### PROBLEM 1
Report each line of the entries below that contains the string "negative".

### QUOTED PASSAGE
┌──
Thursday, December 1, 2011

Group Think In Video Games?

Hello everybody, I've been busy with school lately (as usual).  I've been tired but my Super Sprint game is coming along nicely and the only time I have to "think" about blogging is before I go to bed so here goes.

I've been thinking about this for a while.  It's about video games.  I notice that when it comes to gaming (particularly multiplayer), a few games get the most attention of all.  And I can think of a few....oh, Call of Duty?  Halo?  Battlefield?  World of Warcraft?  Starcraft?  Etc.

That's not to say these games are bad but let's think about this for a second.  People nowadays are madly social.   It's why we have Facebook, Xbox Live, and all these rave clubs where people get drunk and rub up on girls/guys they want to date.  So you're some cool dude and a couple of your friends are playing games.  A few are playing Call of Duty.  So which game are you going to play?  Something else and get thrown out of the loop?  No, you're going to play Call of Duty, even if you don't like it as much.  And this also applies to single-player experiences too....don't play Zelda or Skyrim?  Eh...there's no help for you.

What seems to be happening is that a lot of people want to play the same exact games.  Sure, there are some games that are actually good, but the idea that SO MANY PEOPLE love the hell out of the same games?  There's something going on here.  Like it's easier to hop into a game hugely supported by some community than one that doesn't.  So there's not much "trailblazing" going on, is there?
└──
### PROBLEM 2
Translate this sentence from the blog post on group think in video games into Spanish: "What seems to be happening is that a lot of people want to play the same exact games."

### THE INPUT
┌──
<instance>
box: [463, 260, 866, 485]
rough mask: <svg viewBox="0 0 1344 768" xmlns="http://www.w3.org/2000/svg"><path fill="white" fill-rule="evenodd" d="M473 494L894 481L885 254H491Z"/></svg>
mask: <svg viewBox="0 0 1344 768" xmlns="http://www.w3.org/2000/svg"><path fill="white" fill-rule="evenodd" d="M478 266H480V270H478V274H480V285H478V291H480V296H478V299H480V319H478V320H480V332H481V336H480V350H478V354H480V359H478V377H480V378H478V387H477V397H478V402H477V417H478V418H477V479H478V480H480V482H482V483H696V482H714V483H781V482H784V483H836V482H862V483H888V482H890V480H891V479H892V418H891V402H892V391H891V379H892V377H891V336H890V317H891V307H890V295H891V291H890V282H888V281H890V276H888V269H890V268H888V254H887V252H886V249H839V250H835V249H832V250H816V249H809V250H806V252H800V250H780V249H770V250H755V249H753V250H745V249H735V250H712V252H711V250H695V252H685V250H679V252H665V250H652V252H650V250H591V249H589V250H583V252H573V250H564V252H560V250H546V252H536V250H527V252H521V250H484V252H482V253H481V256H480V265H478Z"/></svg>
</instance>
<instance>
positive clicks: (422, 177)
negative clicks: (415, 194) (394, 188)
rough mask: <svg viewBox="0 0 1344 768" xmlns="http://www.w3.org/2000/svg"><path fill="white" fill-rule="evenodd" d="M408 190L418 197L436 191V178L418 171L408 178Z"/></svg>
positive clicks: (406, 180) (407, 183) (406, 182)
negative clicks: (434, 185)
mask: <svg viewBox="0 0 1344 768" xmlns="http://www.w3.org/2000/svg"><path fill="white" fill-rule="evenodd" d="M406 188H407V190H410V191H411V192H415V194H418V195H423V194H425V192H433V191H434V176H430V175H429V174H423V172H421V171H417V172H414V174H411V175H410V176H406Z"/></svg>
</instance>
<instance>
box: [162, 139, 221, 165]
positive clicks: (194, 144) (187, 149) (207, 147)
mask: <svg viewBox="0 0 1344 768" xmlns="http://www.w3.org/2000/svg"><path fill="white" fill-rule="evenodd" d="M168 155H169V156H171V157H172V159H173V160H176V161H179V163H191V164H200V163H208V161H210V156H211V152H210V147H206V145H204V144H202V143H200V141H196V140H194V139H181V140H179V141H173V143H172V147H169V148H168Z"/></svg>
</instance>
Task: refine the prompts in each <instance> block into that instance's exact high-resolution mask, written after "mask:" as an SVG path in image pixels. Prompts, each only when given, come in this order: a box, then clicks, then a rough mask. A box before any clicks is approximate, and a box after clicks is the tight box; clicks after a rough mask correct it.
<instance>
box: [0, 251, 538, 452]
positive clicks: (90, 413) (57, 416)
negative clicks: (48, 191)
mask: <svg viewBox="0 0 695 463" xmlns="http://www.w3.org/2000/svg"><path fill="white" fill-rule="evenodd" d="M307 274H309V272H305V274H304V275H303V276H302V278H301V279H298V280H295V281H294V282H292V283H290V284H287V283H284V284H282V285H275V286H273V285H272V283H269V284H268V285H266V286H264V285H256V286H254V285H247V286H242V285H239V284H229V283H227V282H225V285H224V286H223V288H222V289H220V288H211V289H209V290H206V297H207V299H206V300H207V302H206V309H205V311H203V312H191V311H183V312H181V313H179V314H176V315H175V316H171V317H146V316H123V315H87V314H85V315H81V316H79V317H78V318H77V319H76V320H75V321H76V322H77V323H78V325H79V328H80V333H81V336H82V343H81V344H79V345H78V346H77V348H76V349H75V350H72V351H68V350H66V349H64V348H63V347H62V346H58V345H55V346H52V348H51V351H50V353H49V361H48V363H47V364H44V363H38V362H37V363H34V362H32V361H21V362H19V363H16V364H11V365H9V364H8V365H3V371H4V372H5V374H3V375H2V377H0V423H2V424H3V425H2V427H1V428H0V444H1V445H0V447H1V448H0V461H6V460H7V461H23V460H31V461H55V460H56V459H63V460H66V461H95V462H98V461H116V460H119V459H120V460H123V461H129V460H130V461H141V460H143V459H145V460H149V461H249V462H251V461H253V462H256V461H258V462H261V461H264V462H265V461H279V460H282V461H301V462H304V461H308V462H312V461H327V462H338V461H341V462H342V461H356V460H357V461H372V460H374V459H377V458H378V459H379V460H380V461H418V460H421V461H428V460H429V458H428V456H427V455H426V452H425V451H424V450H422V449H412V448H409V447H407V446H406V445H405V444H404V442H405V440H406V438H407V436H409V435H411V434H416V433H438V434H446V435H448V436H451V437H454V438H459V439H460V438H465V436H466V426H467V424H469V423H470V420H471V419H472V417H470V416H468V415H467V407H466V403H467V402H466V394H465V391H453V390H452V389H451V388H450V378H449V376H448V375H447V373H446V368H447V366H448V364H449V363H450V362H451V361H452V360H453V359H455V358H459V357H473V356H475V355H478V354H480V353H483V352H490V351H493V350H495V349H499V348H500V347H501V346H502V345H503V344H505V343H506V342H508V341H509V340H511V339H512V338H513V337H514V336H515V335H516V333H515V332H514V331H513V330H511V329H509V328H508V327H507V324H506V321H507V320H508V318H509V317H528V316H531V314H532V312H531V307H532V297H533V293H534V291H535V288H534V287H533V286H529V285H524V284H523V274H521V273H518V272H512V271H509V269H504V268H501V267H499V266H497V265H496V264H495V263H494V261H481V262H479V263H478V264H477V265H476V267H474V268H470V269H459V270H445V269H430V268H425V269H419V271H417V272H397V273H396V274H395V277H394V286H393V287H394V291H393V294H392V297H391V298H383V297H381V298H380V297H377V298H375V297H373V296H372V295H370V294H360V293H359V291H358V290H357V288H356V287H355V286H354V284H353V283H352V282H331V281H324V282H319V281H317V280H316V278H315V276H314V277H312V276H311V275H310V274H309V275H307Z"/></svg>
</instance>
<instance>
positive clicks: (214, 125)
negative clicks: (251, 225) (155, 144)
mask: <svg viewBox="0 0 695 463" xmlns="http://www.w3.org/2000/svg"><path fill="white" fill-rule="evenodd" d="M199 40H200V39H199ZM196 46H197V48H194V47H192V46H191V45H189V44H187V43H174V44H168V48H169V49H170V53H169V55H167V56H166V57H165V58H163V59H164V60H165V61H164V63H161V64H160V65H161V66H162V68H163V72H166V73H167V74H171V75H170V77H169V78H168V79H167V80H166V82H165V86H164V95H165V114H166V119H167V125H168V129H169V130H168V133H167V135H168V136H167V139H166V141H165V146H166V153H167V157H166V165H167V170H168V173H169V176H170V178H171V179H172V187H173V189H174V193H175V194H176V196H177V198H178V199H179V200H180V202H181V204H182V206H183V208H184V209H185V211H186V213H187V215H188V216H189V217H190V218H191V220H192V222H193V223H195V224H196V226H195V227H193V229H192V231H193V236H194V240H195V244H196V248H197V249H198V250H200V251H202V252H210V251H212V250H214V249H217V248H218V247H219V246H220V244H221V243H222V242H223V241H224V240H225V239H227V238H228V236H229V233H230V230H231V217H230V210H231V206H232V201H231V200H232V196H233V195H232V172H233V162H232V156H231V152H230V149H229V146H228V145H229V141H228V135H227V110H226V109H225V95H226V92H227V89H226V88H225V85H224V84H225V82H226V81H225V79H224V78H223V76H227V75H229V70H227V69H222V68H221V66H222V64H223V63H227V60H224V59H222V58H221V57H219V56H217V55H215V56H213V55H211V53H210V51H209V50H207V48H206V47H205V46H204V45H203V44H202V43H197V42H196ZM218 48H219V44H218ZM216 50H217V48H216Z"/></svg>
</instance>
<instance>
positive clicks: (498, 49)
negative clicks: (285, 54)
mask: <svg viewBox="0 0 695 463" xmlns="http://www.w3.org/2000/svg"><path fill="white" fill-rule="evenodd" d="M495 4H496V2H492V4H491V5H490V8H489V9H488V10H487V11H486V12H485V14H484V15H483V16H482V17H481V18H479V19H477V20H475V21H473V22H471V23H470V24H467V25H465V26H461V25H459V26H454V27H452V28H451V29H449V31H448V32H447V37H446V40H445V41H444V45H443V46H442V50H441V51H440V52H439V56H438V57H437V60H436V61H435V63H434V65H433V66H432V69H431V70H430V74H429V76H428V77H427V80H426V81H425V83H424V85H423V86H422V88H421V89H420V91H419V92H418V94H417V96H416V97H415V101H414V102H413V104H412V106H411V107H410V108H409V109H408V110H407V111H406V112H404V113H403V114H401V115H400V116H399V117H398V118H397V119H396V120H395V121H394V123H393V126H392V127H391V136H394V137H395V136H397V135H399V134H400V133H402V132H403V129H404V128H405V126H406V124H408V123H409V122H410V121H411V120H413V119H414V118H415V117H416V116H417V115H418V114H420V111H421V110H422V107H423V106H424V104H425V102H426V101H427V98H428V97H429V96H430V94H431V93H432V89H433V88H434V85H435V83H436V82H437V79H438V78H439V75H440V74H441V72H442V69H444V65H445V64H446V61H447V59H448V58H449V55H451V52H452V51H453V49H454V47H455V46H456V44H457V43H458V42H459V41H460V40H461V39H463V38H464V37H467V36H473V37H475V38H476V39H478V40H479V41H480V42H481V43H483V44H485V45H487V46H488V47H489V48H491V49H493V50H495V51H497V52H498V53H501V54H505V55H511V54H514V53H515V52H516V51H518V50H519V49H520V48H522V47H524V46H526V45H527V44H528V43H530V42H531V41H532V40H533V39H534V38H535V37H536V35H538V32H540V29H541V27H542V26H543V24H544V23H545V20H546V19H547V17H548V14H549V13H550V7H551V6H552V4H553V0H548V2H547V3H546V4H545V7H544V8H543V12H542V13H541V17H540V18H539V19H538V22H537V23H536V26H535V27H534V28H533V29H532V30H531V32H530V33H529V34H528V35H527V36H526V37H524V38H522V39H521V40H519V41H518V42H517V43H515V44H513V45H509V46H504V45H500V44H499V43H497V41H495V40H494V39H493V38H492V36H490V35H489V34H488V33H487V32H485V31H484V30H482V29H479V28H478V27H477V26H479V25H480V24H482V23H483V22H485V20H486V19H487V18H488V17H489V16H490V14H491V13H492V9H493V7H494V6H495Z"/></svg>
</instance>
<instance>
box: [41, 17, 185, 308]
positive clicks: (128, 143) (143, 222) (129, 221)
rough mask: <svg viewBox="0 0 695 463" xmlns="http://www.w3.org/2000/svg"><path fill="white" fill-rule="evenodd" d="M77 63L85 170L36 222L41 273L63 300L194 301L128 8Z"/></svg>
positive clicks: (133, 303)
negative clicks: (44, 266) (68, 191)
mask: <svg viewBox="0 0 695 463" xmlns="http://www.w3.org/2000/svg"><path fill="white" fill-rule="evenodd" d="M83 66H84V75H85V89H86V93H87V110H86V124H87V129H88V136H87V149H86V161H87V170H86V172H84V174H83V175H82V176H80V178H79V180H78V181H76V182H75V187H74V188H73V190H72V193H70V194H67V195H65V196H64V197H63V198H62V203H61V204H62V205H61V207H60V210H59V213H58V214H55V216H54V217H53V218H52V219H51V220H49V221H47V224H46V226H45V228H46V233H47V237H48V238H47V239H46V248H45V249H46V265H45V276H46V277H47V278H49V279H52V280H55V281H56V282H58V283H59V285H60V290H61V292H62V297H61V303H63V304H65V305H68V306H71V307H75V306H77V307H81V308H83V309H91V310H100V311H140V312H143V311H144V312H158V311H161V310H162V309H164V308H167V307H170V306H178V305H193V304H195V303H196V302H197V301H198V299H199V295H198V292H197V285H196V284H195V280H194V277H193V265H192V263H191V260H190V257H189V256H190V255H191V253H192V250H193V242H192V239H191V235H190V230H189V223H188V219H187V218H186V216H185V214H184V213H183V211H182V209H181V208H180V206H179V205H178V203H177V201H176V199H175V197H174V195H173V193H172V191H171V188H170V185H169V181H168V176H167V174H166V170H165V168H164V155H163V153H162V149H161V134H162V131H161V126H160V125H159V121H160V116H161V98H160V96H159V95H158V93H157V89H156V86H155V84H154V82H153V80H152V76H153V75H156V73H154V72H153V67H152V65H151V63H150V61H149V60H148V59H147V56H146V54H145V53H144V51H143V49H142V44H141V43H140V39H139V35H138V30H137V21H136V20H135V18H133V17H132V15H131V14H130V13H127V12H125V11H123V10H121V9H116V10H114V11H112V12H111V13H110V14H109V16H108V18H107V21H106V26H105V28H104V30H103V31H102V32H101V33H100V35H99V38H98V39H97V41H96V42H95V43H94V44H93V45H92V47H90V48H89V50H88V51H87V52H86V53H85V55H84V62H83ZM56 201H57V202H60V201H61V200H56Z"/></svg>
└──
### RESPONSE BOX 1
negative clicks: (415, 194) (394, 188)
negative clicks: (434, 185)
negative clicks: (48, 191)
negative clicks: (251, 225) (155, 144)
negative clicks: (285, 54)
negative clicks: (44, 266) (68, 191)

### RESPONSE BOX 2
Lo que parece estar ocurriendo es que mucha gente quiere jugar exactamente a los mismos juegos.